-- START RECORD EXCERPTS --

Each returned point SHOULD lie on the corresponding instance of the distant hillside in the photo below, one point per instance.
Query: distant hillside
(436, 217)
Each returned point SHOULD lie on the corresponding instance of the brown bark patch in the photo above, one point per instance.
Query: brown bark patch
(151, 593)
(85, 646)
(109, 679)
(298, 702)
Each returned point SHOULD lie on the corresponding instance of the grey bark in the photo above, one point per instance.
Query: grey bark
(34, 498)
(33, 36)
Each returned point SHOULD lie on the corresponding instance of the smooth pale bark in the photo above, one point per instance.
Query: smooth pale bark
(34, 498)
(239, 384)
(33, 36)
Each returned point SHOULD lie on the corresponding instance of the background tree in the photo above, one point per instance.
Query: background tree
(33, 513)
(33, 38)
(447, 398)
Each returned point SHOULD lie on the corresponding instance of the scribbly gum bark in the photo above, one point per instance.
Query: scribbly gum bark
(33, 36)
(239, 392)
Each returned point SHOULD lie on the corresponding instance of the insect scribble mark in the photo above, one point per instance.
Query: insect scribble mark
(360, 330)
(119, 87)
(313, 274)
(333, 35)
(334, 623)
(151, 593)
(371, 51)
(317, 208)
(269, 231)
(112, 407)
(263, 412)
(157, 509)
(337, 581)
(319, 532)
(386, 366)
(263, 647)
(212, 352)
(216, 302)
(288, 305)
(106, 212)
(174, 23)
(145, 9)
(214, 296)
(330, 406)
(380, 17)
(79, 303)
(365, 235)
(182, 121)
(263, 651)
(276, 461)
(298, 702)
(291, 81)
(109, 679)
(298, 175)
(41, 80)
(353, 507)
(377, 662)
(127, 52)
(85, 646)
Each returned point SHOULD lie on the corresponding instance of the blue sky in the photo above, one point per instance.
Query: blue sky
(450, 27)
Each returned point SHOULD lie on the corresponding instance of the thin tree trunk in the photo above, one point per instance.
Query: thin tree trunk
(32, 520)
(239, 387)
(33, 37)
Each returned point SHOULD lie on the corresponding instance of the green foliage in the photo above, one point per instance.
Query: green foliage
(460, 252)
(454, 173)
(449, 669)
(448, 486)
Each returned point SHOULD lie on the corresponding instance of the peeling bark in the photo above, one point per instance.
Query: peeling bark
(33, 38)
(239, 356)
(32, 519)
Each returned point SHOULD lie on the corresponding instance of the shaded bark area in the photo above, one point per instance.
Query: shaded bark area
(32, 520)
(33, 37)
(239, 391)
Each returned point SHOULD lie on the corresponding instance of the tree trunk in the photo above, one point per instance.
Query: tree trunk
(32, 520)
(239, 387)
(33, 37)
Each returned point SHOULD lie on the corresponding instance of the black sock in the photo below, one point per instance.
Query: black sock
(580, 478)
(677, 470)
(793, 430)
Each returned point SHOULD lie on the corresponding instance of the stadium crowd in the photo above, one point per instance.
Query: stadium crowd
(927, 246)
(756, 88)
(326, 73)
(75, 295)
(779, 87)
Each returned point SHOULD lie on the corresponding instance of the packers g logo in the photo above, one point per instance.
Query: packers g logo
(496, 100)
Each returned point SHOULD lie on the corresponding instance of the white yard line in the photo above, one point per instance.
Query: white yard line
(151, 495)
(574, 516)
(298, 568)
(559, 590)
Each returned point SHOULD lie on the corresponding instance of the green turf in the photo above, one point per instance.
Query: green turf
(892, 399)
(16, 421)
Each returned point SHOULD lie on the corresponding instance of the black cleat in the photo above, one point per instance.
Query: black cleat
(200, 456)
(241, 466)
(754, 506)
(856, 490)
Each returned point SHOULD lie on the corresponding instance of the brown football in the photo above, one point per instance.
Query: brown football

-- END RECORD EXCERPTS --

[GOAL]: Quote exactly the line containing "of the white" and every later line through the end of the listing, and no other lines.

[RESPONSE]:
Each returned point SHOULD lie on the corresponding instance of the white yard line in the photo above, one point per instance.
Query: white yard line
(151, 495)
(574, 516)
(298, 568)
(559, 590)
Each returned point SHOULD lie on the corresponding instance of the green turf in the photo above, one point per instance.
Query: green turf
(892, 399)
(16, 421)
Each returned point SHOULD lie on the corresponding instance of the black cleat in the photo above, one point per instance.
Query: black cleat
(200, 456)
(241, 466)
(754, 506)
(856, 490)
Each returned point SHOULD lie on the corresponding instance of the brown football in the photo above, one point per instance.
Query: brown football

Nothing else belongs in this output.